Write out the records once more, exactly as given.
══════════
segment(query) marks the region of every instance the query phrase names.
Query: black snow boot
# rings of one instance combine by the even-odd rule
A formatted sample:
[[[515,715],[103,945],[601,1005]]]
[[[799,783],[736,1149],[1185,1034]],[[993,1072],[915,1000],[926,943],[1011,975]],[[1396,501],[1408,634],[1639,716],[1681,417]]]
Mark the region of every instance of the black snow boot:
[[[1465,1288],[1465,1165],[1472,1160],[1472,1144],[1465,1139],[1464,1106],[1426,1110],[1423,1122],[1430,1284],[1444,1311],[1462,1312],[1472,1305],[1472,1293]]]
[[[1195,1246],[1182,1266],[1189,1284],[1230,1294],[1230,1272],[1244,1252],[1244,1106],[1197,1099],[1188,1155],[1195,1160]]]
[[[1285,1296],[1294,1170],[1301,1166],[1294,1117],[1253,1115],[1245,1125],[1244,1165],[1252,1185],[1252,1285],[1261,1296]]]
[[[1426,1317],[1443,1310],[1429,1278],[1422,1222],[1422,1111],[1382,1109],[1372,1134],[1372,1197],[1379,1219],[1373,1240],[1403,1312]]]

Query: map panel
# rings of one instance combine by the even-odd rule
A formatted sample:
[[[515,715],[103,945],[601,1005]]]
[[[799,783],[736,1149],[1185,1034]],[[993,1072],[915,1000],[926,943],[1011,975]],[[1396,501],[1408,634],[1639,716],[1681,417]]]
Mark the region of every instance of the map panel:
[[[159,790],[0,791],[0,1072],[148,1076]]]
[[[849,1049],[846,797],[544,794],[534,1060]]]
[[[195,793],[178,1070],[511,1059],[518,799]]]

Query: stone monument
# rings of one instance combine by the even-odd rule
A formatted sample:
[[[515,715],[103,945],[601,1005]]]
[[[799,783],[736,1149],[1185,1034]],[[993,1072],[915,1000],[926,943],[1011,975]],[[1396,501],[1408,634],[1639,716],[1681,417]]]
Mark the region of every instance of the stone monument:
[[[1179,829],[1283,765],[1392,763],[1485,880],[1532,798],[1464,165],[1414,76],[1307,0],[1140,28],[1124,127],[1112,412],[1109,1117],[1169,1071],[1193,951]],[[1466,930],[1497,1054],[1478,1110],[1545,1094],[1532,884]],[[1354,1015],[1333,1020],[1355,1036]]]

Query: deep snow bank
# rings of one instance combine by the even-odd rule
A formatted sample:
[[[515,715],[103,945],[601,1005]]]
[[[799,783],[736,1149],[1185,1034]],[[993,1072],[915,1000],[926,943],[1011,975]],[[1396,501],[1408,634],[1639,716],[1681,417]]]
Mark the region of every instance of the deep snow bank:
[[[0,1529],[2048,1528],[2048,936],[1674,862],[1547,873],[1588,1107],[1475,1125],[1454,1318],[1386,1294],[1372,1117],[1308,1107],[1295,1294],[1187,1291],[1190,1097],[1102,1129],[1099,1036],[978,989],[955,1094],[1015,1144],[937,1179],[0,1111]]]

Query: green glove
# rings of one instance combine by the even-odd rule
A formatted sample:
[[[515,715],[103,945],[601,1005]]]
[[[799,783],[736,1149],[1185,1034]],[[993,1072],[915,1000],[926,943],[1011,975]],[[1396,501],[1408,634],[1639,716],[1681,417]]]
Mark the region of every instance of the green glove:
══════════
The completed task:
segment(query) marks the region of every instance the query phrase names.
Query: black snow boot
# rings of one instance combine by the even-odd rule
A formatted sample:
[[[515,715],[103,945],[601,1005]]]
[[[799,783],[736,1149],[1185,1034]],[[993,1072],[915,1000],[926,943],[1011,975]],[[1396,501],[1408,634],[1639,716],[1681,417]]]
Mark the region of every instance of the black snow boot:
[[[1465,1288],[1465,1165],[1472,1160],[1472,1144],[1465,1139],[1464,1106],[1426,1110],[1423,1122],[1430,1284],[1444,1311],[1462,1312],[1472,1305],[1472,1293]]]
[[[1195,1246],[1182,1266],[1189,1284],[1230,1294],[1230,1272],[1244,1252],[1244,1106],[1197,1099],[1188,1155],[1195,1160]]]
[[[1285,1296],[1294,1170],[1301,1166],[1294,1117],[1253,1115],[1245,1125],[1244,1165],[1252,1185],[1252,1285],[1261,1296]]]
[[[1426,1317],[1443,1310],[1429,1278],[1422,1222],[1422,1111],[1382,1109],[1372,1134],[1372,1197],[1379,1219],[1373,1240],[1403,1312]]]

Query: map panel
# rings of one instance combine by the even-odd rule
A formatted sample:
[[[515,715],[103,945],[601,1005]]]
[[[799,783],[736,1149],[1185,1034]],[[993,1072],[915,1000],[926,943],[1011,975]],[[1396,501],[1408,634],[1639,716],[1681,417]]]
Mark the region of every instance of the map panel:
[[[159,790],[0,791],[0,1072],[148,1076]]]
[[[849,1049],[846,797],[544,794],[534,1060]]]
[[[195,793],[178,1070],[511,1059],[518,799]]]

Query: stone monument
# rings of one instance combine by the even-odd rule
A formatted sample:
[[[515,715],[103,945],[601,1005]]]
[[[799,783],[736,1149],[1185,1034]],[[993,1072],[915,1000],[926,943],[1011,975]],[[1396,501],[1408,634],[1639,716],[1681,417]]]
Mark the region of every instance of the stone monument:
[[[1179,829],[1283,765],[1392,763],[1485,880],[1532,798],[1464,165],[1414,76],[1307,0],[1140,28],[1124,127],[1112,412],[1109,1117],[1169,1071],[1193,951]],[[1466,930],[1497,1054],[1478,1110],[1545,1094],[1532,884]],[[1354,1015],[1333,1020],[1355,1036]]]

Query: deep snow bank
# rings of one instance combine by the even-odd rule
A formatted sample:
[[[515,715],[103,945],[601,1005]]]
[[[799,783],[736,1149],[1185,1034]],[[993,1072],[915,1000],[926,943],[1011,975]],[[1396,501],[1408,634],[1639,716],[1681,417]]]
Mark the region of every instance of the deep snow bank:
[[[0,1529],[2048,1528],[2048,936],[1674,862],[1547,873],[1588,1107],[1475,1125],[1454,1318],[1386,1294],[1372,1117],[1308,1107],[1295,1294],[1187,1291],[1190,1097],[1102,1129],[1099,1036],[978,989],[955,1094],[1015,1144],[937,1179],[0,1111]]]

Query: green glove
# rings of one instance combine by the even-odd rule
A formatted sample:
[[[515,715],[103,945],[601,1005]]]
[[[799,783],[736,1149],[1185,1034]],[[993,1072],[915,1000],[926,943],[1011,975]],[[1396,501],[1408,634],[1639,716],[1681,417]]]
Mark the region of every instance of the green glove:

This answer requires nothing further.